◆ WHAT THE EXERCISE ASKS ◆
Would you reproduce exactly the lines below from the one holding "need box >> yellow" through the one holding "need box >> pale", inclusive, and no others?

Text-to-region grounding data
"""
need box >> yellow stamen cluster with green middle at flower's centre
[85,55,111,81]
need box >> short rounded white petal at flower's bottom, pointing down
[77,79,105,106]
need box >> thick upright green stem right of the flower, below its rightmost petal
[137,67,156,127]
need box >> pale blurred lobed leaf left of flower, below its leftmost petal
"""
"""
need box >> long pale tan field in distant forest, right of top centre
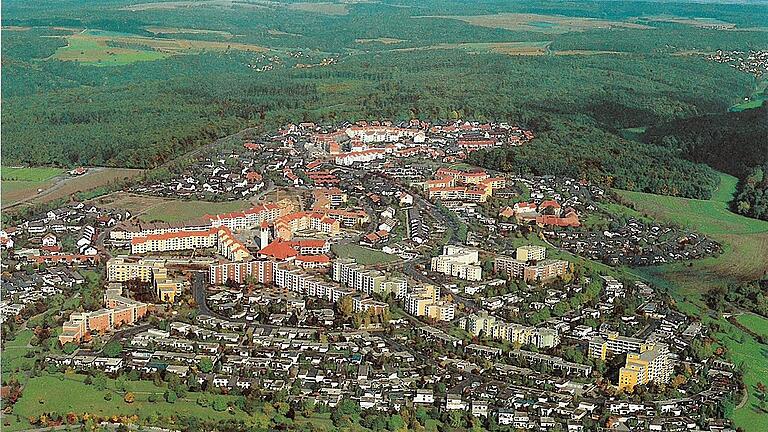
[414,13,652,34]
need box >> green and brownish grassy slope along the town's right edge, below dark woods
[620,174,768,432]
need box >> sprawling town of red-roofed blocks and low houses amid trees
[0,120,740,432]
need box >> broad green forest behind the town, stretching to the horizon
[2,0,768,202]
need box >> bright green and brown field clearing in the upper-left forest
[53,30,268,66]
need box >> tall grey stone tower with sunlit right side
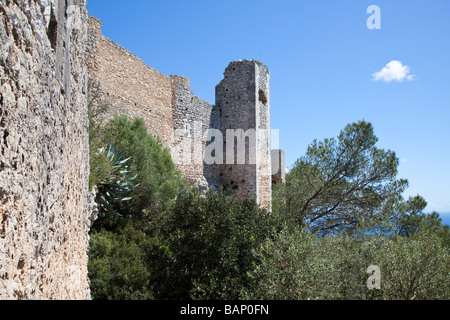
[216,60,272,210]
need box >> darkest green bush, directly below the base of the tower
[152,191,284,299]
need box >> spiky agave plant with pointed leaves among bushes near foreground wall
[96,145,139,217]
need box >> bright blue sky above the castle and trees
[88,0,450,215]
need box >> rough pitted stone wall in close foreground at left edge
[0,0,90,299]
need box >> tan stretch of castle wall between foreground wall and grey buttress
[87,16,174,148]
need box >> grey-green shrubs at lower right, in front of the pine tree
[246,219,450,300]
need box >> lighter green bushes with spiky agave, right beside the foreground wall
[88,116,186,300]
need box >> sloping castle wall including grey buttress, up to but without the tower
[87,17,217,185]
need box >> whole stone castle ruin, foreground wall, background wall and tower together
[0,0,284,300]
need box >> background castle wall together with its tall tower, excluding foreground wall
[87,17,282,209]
"""
"""
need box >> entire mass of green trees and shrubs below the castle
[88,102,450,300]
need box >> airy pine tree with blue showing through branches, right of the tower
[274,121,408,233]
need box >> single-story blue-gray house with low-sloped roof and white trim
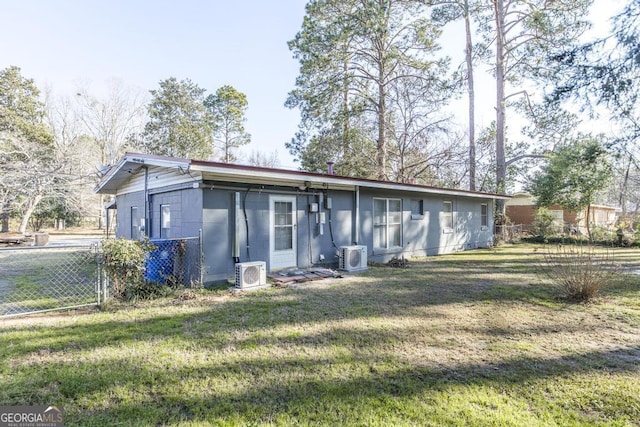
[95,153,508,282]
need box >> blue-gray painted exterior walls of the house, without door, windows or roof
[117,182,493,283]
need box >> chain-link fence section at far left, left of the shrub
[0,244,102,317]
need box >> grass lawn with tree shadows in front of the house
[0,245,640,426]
"""
◆ YOUR SOLUTION ◆
need box >> yellow stamen cluster with green middle at flower's centre
[85,55,111,81]
need box >> short rounded white petal at flower's bottom, pointing down
[77,79,105,106]
need box >> thick upright green stem right of the flower, below its rightmost petal
[137,67,156,127]
need box >> pale blurred lobed leaf left of flower, below its leftmost petal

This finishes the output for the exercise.